◆ GIVEN EXERCISE
Please rewrite the records below with "reflection on water" changed to "water reflection" and everything else kept the same, leaving out the pictures.
▼▼▼
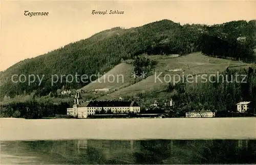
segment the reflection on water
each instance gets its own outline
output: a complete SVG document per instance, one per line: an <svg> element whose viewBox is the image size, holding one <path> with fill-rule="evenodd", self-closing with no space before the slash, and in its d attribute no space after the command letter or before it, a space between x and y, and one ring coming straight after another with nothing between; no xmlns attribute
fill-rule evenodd
<svg viewBox="0 0 256 165"><path fill-rule="evenodd" d="M1 142L1 164L255 163L255 140Z"/></svg>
▲▲▲
◆ THE REPLY
segment the water reflection
each instance gets its own outline
output: a complete SVG document per instance, one per line: an <svg> element whose viewBox is the image size, holding one <path> with fill-rule="evenodd", self-closing with no space before the slash, and in its d attribute no space after the command letter or before it, a space between x and y, and one ring coming straight after another with nothing between; no xmlns attribute
fill-rule evenodd
<svg viewBox="0 0 256 165"><path fill-rule="evenodd" d="M1 142L1 164L255 163L255 140Z"/></svg>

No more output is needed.